■ Work required
Note each line of the entries that includes "indicate". Then copy those lines.

Data section below:

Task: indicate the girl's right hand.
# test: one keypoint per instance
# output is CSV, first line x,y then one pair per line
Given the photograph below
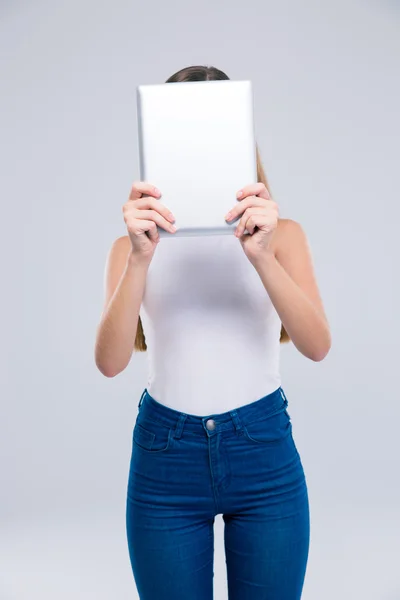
x,y
142,213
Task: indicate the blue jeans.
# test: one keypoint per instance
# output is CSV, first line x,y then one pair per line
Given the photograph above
x,y
185,469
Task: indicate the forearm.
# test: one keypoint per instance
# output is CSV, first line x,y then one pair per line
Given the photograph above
x,y
307,328
116,331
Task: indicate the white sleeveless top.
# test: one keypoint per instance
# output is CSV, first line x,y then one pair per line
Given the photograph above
x,y
211,330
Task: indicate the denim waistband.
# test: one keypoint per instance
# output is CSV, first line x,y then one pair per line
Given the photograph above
x,y
266,406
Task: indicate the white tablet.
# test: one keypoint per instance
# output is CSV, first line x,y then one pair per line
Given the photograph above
x,y
197,145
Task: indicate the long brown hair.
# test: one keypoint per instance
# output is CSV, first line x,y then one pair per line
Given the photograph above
x,y
205,73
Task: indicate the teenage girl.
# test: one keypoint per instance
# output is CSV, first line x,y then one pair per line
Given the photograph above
x,y
213,434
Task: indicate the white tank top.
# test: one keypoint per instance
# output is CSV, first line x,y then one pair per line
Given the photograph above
x,y
211,330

End of Data section.

■ Response below
Task: indicate the girl's right hand.
Task: indicate the blue jeans.
Task: indicate the forearm.
Task: indicate the white sleeveless top.
Task: indicate the denim waistband.
Task: indicate the white tablet.
Task: indicate the long brown hair.
Task: indicate the teenage girl.
Task: indicate the white tank top.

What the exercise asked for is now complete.